# TEXT UNDER STUDY:
————

Dosed on Peyote Buttons I travel 3 days... 
Much later I'm there at MAMA KIN'S another face in the crowd.

I throw a paisley shirt on stage which you promptly kick off...  
At the KNITTING ROOM I never said hello.

My brother and I stand in the background of that photograph...
On route to BOWERY BALLROOM I'm stranded by the side of the highway.

That night you weren't there...
I send a small black-n-white booklet of etchings to S.W. EDEN.

We're standing around chit-chatting at the PARADISE... 
At the IRVING PLAZA I find my way backstage.

At the 'after party' I feel so fucking lost...  
Outside the TUPELO you're legs are getting badly bitten by mosquitoes.

I travel east towards the ocean...
At the ARMORY I'm such a fucking mess.
  
I see the half-moon shining behind your silhouette...
We toke on another joint at the JUPITER LOUNGE.

And then drive a long way home...
MEM

Friday, July 29, 2011

ERE I AM J.H.

No body reads this shit anymore.

Oh, excuse me. I didn't mean you! Seriously, with all the shit you've got going on, man -- I'm referring to the generic you btw who I can spontaneously assume is -- you!! Because if that isn't true, I'd be inclined to get to know you... but then again that you isn't be reading this, now are you? I always imagined I'd be 'discovered' (and no ladies and gents I ain't willing to  throw in the towel on that one, sorry). For eleven years I sat in that studio covered in mineral spirits and toxic enamel oils completely despondent and absolutely elated with what I had accomplished (most likely in equal measures) and I could always see you walking through my studio door. The hushed silence. The nervous tension. The slow and steady acclimation. The sudden rush of awareness. The stunned look of amazement. The rapturous beauty. Another stunned look of amazement. More rapturous beauty, right down to the check being signed and the dinner plans penciled in.

Such a delightful fool am I.

————

# WHAT TO WORK ON:
**a)** Reproduce the passage of the blog entry above starting at "I see the half-moon" and ending at "this shit anymore.".
**b)** Take the blog entry about the painter's studio and the hope of being discovered further, beginning after its last line.

# RECORDS PROVIDED:
————

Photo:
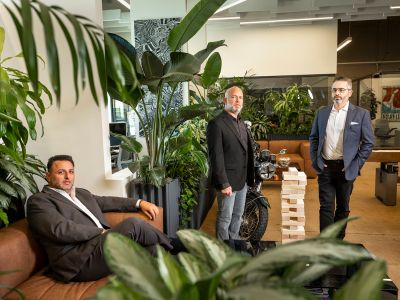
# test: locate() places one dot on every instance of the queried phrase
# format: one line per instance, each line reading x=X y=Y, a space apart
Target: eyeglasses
x=341 y=90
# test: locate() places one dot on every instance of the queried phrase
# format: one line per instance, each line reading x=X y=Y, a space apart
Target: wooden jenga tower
x=292 y=195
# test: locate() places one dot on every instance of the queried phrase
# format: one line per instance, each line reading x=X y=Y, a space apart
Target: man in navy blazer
x=231 y=164
x=341 y=140
x=69 y=224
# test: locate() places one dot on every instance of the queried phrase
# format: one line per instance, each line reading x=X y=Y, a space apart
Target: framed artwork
x=391 y=103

————

# RESPONSES BY TASK:
**a)**
I see the half-moon shining behind your silhouette...
We toke on another joint at the JUPITER LOUNGE.

And then drive a long way home...
MEM

Friday, July 29, 2011

ERE I AM J.H.

No body reads this shit anymore.

**b)**
I cannot say that I haven't experienced success as a painter. As I recall there was a lot of clamor at 'Art School' about that word 'success' most if not all of those discussions I remember feeling were futile, pointless, or contrived. For something to make 'sense' to me then it had to be indescribable. It had to feel intense... There weren't many other descriptors other than 'cool' in my lexicon. And why should there be? After all IT is all intense and IT is all beyond description. What kind of ARTIST would I be if I expected anything less? I expect I should have no less remorse than the mother who spends the majority of her workday away from her child so she can, you know, earn a 'living' while along she knows the ends will never meet. And she like I have accepted our fate to a certain degree, yet we both still entertain the idea...  there's a higher purpose. 

I cannot expect that I would know...

...this purpose for myself is an abstract idea. The only context that I would assume it could be in is the context of a majorettive global collective identity!! But what does that look like?? Have you seen the Walrus? If you have, then think it could look something like that. If it has a form it could only be described by fractal geometry!? If it had substance or meaning then that could only be what it was imbued with?! I am sure this cannot be proven to be true. And I am sure I would have no better descriptor other than... cool!!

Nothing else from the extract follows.